The whole listing below is to be copied exactly.

■ ■ ■ ■ ■ ■ ■

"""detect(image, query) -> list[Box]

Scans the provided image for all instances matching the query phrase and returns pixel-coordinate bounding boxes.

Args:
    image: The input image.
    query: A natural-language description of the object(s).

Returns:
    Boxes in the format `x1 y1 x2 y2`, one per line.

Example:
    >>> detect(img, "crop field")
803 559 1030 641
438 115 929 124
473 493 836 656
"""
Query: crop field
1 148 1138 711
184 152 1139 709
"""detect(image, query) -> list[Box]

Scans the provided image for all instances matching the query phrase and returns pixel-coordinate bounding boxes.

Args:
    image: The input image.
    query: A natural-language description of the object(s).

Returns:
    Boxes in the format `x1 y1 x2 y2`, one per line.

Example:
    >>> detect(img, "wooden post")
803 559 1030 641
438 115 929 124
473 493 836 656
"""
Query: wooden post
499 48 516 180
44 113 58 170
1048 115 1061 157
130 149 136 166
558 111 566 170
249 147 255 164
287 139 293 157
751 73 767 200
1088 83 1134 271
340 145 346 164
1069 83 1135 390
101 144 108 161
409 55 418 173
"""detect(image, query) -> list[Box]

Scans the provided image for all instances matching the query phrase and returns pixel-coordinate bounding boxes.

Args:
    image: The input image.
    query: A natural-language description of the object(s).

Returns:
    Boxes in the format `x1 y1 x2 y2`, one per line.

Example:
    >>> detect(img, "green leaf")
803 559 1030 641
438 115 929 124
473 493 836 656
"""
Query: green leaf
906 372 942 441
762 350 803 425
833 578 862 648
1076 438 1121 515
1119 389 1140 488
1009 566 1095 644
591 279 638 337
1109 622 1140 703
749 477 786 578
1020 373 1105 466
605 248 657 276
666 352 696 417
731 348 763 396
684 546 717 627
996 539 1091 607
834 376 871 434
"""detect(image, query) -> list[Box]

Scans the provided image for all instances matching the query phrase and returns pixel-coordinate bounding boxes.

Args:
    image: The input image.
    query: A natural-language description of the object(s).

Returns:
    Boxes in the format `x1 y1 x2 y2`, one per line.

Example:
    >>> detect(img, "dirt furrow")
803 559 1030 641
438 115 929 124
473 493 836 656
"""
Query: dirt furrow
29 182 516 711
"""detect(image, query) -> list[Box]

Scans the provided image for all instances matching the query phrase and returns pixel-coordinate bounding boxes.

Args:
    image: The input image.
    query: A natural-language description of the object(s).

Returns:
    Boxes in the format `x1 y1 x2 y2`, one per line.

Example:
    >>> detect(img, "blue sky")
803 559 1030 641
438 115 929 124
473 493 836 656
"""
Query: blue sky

■ ■ ■ ■ ■ ■ ■

### ANSWER TO THIS TASK
"""detect(image, query) -> list[Box]

Scans the provided image for all instances matching the query phrase and returns pixel-coordinate bounding boxes.

Args:
    image: The input image.
    query: A natural-language description of the object(s).

Returns:
    Boxes in the format `x1 y1 x2 y2`, one per line.

Example:
    >>> detect(img, "crop field")
803 559 1030 641
438 115 929 124
473 493 836 656
"""
Query: crop field
1 148 1138 711
184 152 1139 709
"""detect(image, query) -> list[Box]

Scans the provided image for all instances matching the query phrase and returns pixel-coordinate bounding boxes.

Args:
    image: The input image.
    query: A natural-language description of the object(s).

Returns:
    Boxes in the format `x1 y1 x2 y2`, one per line.

Example:
    >>> detect(img, "wooden post")
803 559 1030 641
438 115 929 124
473 493 836 656
"""
Query: wooden post
499 48 516 180
44 113 58 170
1048 115 1061 157
130 149 136 166
558 111 566 170
249 147 255 164
287 139 293 157
751 73 767 200
1088 83 1134 271
340 145 346 164
1069 83 1135 390
101 144 108 161
409 55 418 173
"""detect(image, query) -> list[Box]

Scans the provided image for all instances matching the query phrase and returns pixel-coordinate bounding boxes.

Args:
    image: The input image.
    query: A natural-language description of the object(s).

Returns:
    Boxes in the format `x1 y1 x2 y2`, one per line.

Example:
    >>> detect(img, "green leaf")
803 559 1030 641
438 115 929 124
473 493 836 656
"""
Query: green leaf
906 372 942 441
762 350 803 425
833 578 862 648
1076 438 1121 515
1119 389 1140 488
1009 566 1095 644
591 279 638 337
1109 622 1140 703
749 477 786 578
1020 373 1105 466
605 248 657 276
666 352 696 417
731 348 763 396
684 546 717 627
996 539 1091 607
834 376 871 434
"""detect(image, query) -> list[Box]

Scans the provided image for all instances matching the query phrase and returns pixel-coordinate bounding boxes.

Args:
    image: The input image.
    query: A natural-language description of the object(s).

Returns:
    Boxes in the format `x1 y1 x2 y2`, one per line.

Example:
    >>> detect(img, "dirt furrow")
803 559 1030 641
438 115 929 124
473 493 836 656
"""
Query: dirt furrow
29 182 516 711
"""detect(image, query) -> list[Box]

Scans the provided image for all instances matching the query phrase and returns pixel-coordinate bounding boxes.

Args:
    image: The input image.
    query: A natural-language description of the object(s).

Returns:
    Boxes in the format `x1 y1 x2 y2`, one per line.

Example:
    >>> detect(img, "blue sky")
803 559 1030 641
438 115 929 124
473 493 836 656
"""
Query: blue sky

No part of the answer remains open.